### KUTIPAN DOKUMEN
=======

Dasar–dasar diajukannya permohonan pengujian ini adalah
karena Pasal 27 ayat (3) UU No 11 Tahun 2008 tentang Informasi dan Transaksi
Elektronik bertentangan dengan Pasal 1 ayat (2), Pasal 1 ayat (3), Pasal 27
ayat (1), Pasal 28, Pasal 28 C ayat (1) dan ayat (2), Pasal 28 D ayat (1),
Pasal 28 E ayat (2) dan ayat (3), Pasal 28 F, dan Pasal 28 G ayat (1) UUD 1945.
Pasal 27 ayat (3) UU ITE menurut para pemohon telah
bertentangan dengan prinsip–prinsip negara hukum yang menginginkan setiap
pembentukan UU dijelaskan secara jelas, dapat dimengerti, dan dapat
dilaksanakan secara adil. Selain itu Pasal 27 ayat (3) bertentangan dengan asas
legalitas, prediktibilitas, dan transparansi.
Pasal 27 ayat (3) bertentangan dengan prinsip kedaulatan
rakyat, dimana rakyat berhak memilih para penyelenggara negara melalui pemilu.
Untuk itu rakyat berhak untuk menerima, mengolah, membuat, mengirimkan, dan
menyebarluaskan informasi latar belakang dari para calon penyelenggara negara.

=======

### SOAL LATIHAN
(a) Menurut kutipan tentang pengujian Pasal 27 ayat (3) UU ITE, asas apa saja yang dilanggar oleh pasal tersebut selain prinsip negara hukum?
(b) Tulis ulang bagian kutipan tentang pengujian Pasal 27 ayat (3) UU ITE yang dimulai dari "Dasar–dasar diajukannya permohonan" dan berakhir pada "prediktibilitas, dan transparansi.". Gantilah "dimengerti" dengan "dipahami".
(c) Lanjutkan kutipan tentang pengujian Pasal 27 ayat (3) UU ITE mulai dari kalimat terakhirnya.

### DATA YANG DIBERIKAN
=======

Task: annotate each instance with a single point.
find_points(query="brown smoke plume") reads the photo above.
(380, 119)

=======

### KUNCI JAWABAN
(a) Pasal tersebut bertentangan dengan asas legalitas, prediktibilitas, dan transparansi.

(b)
Dasar–dasar diajukannya permohonan pengujian ini adalah
karena Pasal 27 ayat (3) UU No 11 Tahun 2008 tentang Informasi dan Transaksi
Elektronik bertentangan dengan Pasal 1 ayat (2), Pasal 1 ayat (3), Pasal 27
ayat (1), Pasal 28, Pasal 28 C ayat (1) dan ayat (2), Pasal 28 D ayat (1),
Pasal 28 E ayat (2) dan ayat (3), Pasal 28 F, dan Pasal 28 G ayat (1) UUD 1945.
Pasal 27 ayat (3) UU ITE menurut para pemohon telah
bertentangan dengan prinsip–prinsip negara hukum yang menginginkan setiap
pembentukan UU dijelaskan secara jelas, dapat dipahami, dan dapat
dilaksanakan secara adil. Selain itu Pasal 27 ayat (3) bertentangan dengan asas
legalitas, prediktibilitas, dan transparansi.

(c)
Informasi tersebut, akan sangat mudah berbelok menjadi tindak pidana
penghinaan, sehingga membuat para pemohon tidak lagi dapat secara bebas untuk
menerima, mengolah, membuat, mengirimkan, dan menyebarluaskan informasi latar
belakang dari para calon penyelenggara negara yang akibatnya para pemohon
kehilangan kesempatan untuk menentukan pilihannya secara tepat, bijak, dan
rasional. Pasal 27 ayat (3)
telah melanggar asas lex certa dan kepastian hukum karena pasal 27 ayat (3)
tidak dimuat dalam rumusan delik sejelas-jelasnya dan perumusan ketentuan
pidana yang tidak jelas atau terlalu rumit hanya akan memunculkan ketidakpastian
hukum.
Selain itu rumusan pasal 27 ayat (3) jo Pasal 45 ayat (1)
mempunyai efek jangka panjang yang menakutkan karena, jika ancaman pidana lebih
dari 5 tahun dapat secara efektif menghambat hak para pemohon untuk menduduki
jabatan – jabatan publik dan menjadi bagian dari profesi hukum.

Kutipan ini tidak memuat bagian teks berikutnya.